#### Passage shown

“Risk is the category where litigation pops up and where you see the most challenges,” says O’Rourke, because the patient filing a claim may say, “ ‘Well, the doctor didn’t tell me about this risk and had I known this occurred, I would have elected to forego this procedure; I would have chosen one of the other alternatives.’ ”
If a patient develops a complication and the hospitalist must initiate a new intervention, then it’s the hospitalist’s duty to get informed consent for that next intervention. “Every time a physician undertakes a particular intervention, the patient has to be informed in why that intervention is being taken and what the risks, benefits, and alternatives are,” says O’Rourke.
If a patient is incapable of giving consent, then consider whether there is a significant risk in waiting until the patient is capable of giving informed consent. If the answer is “no,” then consider whether or not to delay the intervention. “If there’s no potential harm caused by waiting until the patient hits a higher level of consciousness,” says O’Rourke, “then that’s perfectly appropriate.”
In an emergency situation, a surrogate may need to make the decision. If neither one of those alternatives is available, “the law presumes that the patient is going to do what is reasonable and necessary in order to preserve his or her health, unless there’s been some instruction otherwise,” notes O’Rourke.

########
#### Input data

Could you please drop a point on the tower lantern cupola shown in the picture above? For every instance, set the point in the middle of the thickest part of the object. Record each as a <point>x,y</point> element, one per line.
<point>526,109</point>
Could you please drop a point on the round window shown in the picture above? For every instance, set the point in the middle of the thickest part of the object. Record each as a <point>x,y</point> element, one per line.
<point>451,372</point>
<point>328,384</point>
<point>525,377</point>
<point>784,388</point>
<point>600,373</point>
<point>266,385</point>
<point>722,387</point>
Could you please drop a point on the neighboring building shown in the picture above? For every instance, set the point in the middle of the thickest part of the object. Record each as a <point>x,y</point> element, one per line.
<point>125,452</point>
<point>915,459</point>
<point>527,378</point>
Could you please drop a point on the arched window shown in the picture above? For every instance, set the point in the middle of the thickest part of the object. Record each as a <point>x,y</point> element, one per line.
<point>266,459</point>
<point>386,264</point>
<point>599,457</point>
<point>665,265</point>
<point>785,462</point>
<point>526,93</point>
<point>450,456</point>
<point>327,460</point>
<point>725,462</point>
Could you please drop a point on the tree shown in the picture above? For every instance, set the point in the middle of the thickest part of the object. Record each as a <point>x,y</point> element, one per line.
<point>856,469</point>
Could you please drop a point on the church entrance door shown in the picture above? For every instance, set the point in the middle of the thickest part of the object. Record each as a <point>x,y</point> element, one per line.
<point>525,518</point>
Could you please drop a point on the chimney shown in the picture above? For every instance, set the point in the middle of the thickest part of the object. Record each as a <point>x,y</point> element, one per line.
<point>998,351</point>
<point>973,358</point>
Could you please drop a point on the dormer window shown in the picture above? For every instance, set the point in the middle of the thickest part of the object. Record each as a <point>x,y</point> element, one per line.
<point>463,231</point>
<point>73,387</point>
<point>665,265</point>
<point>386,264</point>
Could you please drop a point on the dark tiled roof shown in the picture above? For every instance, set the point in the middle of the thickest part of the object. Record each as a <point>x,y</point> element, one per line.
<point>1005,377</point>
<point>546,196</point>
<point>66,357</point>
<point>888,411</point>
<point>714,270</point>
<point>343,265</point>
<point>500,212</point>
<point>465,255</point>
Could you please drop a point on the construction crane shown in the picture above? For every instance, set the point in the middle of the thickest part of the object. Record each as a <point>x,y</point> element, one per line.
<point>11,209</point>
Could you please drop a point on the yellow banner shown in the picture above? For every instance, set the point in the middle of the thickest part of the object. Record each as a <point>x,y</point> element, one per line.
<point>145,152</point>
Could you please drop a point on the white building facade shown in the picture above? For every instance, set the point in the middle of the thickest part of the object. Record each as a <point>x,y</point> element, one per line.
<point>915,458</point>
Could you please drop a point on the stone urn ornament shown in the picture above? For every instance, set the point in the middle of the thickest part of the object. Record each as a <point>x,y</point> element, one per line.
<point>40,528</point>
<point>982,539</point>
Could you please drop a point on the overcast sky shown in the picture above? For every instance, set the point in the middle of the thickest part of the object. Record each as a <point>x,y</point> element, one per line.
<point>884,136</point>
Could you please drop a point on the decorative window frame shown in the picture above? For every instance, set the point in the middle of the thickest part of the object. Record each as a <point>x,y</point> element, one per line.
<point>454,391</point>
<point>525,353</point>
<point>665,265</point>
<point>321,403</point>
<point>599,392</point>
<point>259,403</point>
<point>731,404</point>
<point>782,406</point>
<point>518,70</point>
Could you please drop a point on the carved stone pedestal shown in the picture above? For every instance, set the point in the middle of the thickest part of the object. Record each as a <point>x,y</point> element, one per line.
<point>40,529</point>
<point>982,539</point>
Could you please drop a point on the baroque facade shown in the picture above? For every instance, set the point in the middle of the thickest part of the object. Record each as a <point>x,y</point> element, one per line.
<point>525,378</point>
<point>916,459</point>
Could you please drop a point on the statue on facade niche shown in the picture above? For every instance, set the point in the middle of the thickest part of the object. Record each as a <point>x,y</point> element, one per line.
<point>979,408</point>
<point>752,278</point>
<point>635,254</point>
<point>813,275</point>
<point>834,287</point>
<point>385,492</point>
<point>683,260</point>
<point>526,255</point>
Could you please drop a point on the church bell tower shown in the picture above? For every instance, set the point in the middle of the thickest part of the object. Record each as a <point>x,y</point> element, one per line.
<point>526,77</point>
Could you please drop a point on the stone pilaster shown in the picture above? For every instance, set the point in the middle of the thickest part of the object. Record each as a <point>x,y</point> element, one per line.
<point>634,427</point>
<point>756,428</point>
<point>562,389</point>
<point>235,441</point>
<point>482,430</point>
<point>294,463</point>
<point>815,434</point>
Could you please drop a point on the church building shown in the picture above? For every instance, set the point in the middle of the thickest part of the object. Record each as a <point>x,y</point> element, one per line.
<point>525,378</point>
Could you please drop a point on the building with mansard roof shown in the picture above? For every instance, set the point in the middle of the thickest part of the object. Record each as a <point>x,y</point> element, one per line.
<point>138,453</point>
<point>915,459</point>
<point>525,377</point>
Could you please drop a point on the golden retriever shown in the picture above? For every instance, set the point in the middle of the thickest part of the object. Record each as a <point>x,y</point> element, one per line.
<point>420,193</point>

########

▸ **Exercise directions**:
Return the full passage on informed consent above verbatim.

▸ **Exercise solution**:
“Risk is the category where litigation pops up and where you see the most challenges,” says O’Rourke, because the patient filing a claim may say, “ ‘Well, the doctor didn’t tell me about this risk and had I known this occurred, I would have elected to forego this procedure; I would have chosen one of the other alternatives.’ ”
If a patient develops a complication and the hospitalist must initiate a new intervention, then it’s the hospitalist’s duty to get informed consent for that next intervention. “Every time a physician undertakes a particular intervention, the patient has to be informed in why that intervention is being taken and what the risks, benefits, and alternatives are,” says O’Rourke.
If a patient is incapable of giving consent, then consider whether there is a significant risk in waiting until the patient is capable of giving informed consent. If the answer is “no,” then consider whether or not to delay the intervention. “If there’s no potential harm caused by waiting until the patient hits a higher level of consciousness,” says O’Rourke, “then that’s perfectly appropriate.”
In an emergency situation, a surrogate may need to make the decision. If neither one of those alternatives is available, “the law presumes that the patient is going to do what is reasonable and necessary in order to preserve his or her health, unless there’s been some instruction otherwise,” notes O’Rourke.